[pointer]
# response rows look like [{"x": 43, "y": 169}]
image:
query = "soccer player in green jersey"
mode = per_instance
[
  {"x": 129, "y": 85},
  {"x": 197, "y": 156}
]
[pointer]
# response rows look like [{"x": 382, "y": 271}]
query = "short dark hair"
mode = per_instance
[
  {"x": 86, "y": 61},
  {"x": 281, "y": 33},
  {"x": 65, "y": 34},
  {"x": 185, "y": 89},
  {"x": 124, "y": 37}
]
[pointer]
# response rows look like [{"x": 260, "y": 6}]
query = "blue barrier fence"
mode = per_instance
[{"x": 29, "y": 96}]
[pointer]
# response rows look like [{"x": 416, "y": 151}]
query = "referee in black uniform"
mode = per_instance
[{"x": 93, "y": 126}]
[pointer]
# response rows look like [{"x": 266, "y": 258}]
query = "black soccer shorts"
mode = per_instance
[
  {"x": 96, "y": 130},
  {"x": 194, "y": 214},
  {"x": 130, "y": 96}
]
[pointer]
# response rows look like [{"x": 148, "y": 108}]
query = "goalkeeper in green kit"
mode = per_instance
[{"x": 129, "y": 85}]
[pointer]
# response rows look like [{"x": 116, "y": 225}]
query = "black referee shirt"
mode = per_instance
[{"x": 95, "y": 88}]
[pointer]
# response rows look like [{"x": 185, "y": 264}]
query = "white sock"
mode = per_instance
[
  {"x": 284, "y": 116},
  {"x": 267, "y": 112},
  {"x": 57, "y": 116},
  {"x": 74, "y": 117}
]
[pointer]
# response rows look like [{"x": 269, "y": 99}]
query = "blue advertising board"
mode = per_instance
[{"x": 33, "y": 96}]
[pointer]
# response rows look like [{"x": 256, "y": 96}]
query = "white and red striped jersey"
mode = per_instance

_WORK ITEM_: What is the number of lines in the records that hold "black"? Give the number by itself.

_TASK OUTPUT_: 3